*** Opening of Information supplied ***

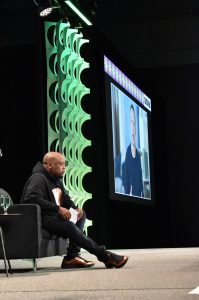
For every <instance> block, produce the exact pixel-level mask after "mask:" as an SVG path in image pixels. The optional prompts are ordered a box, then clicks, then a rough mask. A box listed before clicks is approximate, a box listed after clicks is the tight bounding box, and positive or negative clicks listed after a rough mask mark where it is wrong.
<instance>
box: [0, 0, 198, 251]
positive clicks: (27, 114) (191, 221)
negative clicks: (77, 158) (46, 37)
mask: <svg viewBox="0 0 199 300" xmlns="http://www.w3.org/2000/svg"><path fill="white" fill-rule="evenodd" d="M96 2H97V15H96V17H95V25H94V27H93V29H84V30H85V34H86V35H87V36H88V37H89V39H90V44H89V45H86V46H85V56H86V58H87V61H89V62H90V66H91V68H90V70H89V71H88V72H86V73H85V75H84V77H85V78H84V80H85V82H88V85H89V86H90V87H91V95H90V96H89V97H88V99H87V100H85V103H84V105H85V108H86V109H87V111H88V112H89V113H91V115H92V120H91V121H89V122H88V124H86V125H85V128H84V130H85V135H86V136H87V137H88V138H90V139H91V140H92V147H90V149H87V150H86V151H85V153H84V159H85V161H87V162H88V163H89V165H91V166H92V168H93V172H92V174H89V175H88V176H87V178H85V185H86V187H87V190H88V191H89V192H92V194H93V200H90V201H87V202H86V204H85V208H86V210H87V212H88V218H90V219H92V220H93V226H92V227H91V228H90V229H89V235H90V236H92V237H94V238H95V239H96V240H97V241H98V242H100V243H106V244H107V245H108V246H109V247H112V248H149V247H187V246H198V245H199V237H198V232H199V220H198V211H199V201H198V169H199V162H198V129H199V124H198V106H199V84H198V82H199V38H198V37H199V16H198V11H199V4H198V3H197V1H190V0H189V1H177V0H171V1H169V0H168V1H166V0H164V1H155V0H140V1H134V0H131V1H130V0H124V1H122V4H123V6H121V5H119V4H118V3H116V1H110V0H109V1H106V0H103V1H102V0H100V1H96ZM42 31H43V23H42V21H41V19H39V17H38V16H37V12H36V6H35V4H34V1H31V0H6V1H3V0H1V2H0V59H1V64H0V65H1V68H0V72H1V73H0V74H1V75H0V79H1V117H0V130H1V136H0V148H2V150H3V154H4V155H3V157H2V158H1V159H0V166H1V168H0V170H1V172H0V185H1V187H3V188H4V189H6V190H7V191H8V192H9V193H10V194H11V196H12V198H13V200H14V202H15V203H17V202H19V198H20V194H21V191H22V188H23V185H24V183H25V181H26V179H27V178H28V176H29V174H30V172H31V169H32V167H33V165H34V164H35V163H36V162H37V160H39V159H41V157H42V155H43V153H44V152H45V151H46V150H47V149H46V145H45V142H44V141H45V138H44V137H45V104H44V102H45V64H44V59H43V55H44V54H43V40H42ZM103 49H108V51H110V49H111V52H112V55H113V57H115V62H119V63H120V65H121V67H123V69H124V70H125V71H126V72H127V73H128V75H129V76H130V77H131V79H133V80H135V82H136V83H137V84H138V85H139V86H140V87H141V88H143V89H144V92H145V93H146V94H147V95H149V96H150V97H151V98H152V109H153V110H152V134H153V158H154V159H153V160H154V196H155V205H154V206H146V205H139V204H133V203H127V202H126V203H125V202H117V201H113V200H111V199H110V198H109V193H108V161H107V136H106V122H107V120H106V112H105V99H104V90H103V77H102V70H101V60H100V57H101V56H100V55H101V50H103Z"/></svg>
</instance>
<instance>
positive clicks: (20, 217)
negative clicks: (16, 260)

*** Close of Information supplied ***

Task requirements: Can you give these lines again with "positive clicks" swapped for "foreground clicks" everywhere, leaving everything else unchanged and the pictures out?

Response area:
For every <instance> block, produce the exact pixel-level mask after "mask:" as an SVG path in image pixels. The optional prompts are ordered a box, then clicks, then a rough mask. A box listed before clicks is approximate, a box listed after clicks is the tight bounding box, and positive or negative clicks listed after a rough mask mark where it is wrong.
<instance>
box: [0, 0, 198, 251]
foreground clicks: (27, 114) (191, 221)
negative clicks: (77, 158) (46, 37)
mask: <svg viewBox="0 0 199 300" xmlns="http://www.w3.org/2000/svg"><path fill="white" fill-rule="evenodd" d="M96 2H97V15H96V17H95V25H94V27H93V29H84V30H85V34H86V35H87V36H88V37H89V39H90V44H89V45H86V46H85V56H86V58H87V61H89V62H90V66H91V68H90V70H89V71H88V72H86V73H85V75H84V77H85V78H84V80H85V82H88V85H89V86H90V87H91V95H90V96H89V97H88V99H87V100H85V103H84V105H85V108H86V109H87V111H88V112H89V113H91V115H92V120H91V121H89V122H88V124H86V125H85V128H84V130H85V135H86V136H87V137H88V138H90V139H91V140H92V147H90V149H87V150H86V151H85V153H84V159H85V161H87V162H88V163H89V165H91V166H92V168H93V172H92V174H89V175H88V176H87V178H85V185H86V187H87V190H88V191H89V192H92V194H93V200H90V201H87V202H86V204H85V208H86V210H87V212H88V218H90V219H92V220H93V226H92V227H91V228H90V229H89V235H90V236H92V237H94V238H95V239H96V240H97V241H98V242H100V243H106V244H107V245H108V246H109V247H112V248H149V247H187V246H198V245H199V237H198V232H199V220H198V211H199V201H198V169H199V162H198V129H199V124H198V106H199V84H198V82H199V38H198V37H199V16H198V11H199V4H198V3H197V1H190V0H189V1H177V0H171V1H169V0H168V1H166V0H164V1H155V0H140V1H134V0H131V1H130V0H124V1H122V4H123V6H121V5H119V4H118V3H116V1H110V0H109V1H106V0H103V1H102V0H100V1H96ZM42 31H43V23H42V21H41V19H39V17H38V16H37V12H36V6H35V4H34V1H31V0H6V1H3V0H1V2H0V59H1V64H0V65H1V68H0V72H1V73H0V74H1V75H0V79H1V117H0V130H1V136H0V148H2V150H3V154H4V155H3V157H2V158H1V159H0V166H1V168H0V170H1V172H0V185H1V187H3V188H4V189H6V190H7V191H8V192H9V193H10V194H11V196H12V198H13V200H14V202H15V203H17V202H19V198H20V194H21V191H22V188H23V185H24V183H25V181H26V179H27V178H28V176H29V174H30V172H31V169H32V167H33V165H34V164H35V163H36V162H37V160H39V159H41V157H42V155H43V153H44V152H45V151H46V150H47V149H46V145H45V142H44V141H45V138H44V137H45V104H44V102H45V64H44V59H43V55H44V54H43V40H42ZM103 49H108V51H110V49H111V52H112V55H113V57H115V62H119V63H120V65H121V67H123V69H124V70H125V71H126V72H127V73H128V75H129V76H130V77H131V79H133V80H135V82H136V83H137V84H138V85H139V86H140V87H141V88H143V89H144V92H145V93H146V94H147V95H149V96H150V97H151V98H152V109H153V110H152V134H153V158H154V159H153V160H154V196H155V205H154V206H146V205H139V204H133V203H127V202H126V203H125V202H117V201H113V200H111V199H110V198H109V193H108V161H107V136H106V122H107V120H106V112H105V99H104V90H103V77H102V70H101V60H100V57H101V56H100V55H101V50H103Z"/></svg>
</instance>
<instance>
foreground clicks: (20, 217)
negative clicks: (16, 260)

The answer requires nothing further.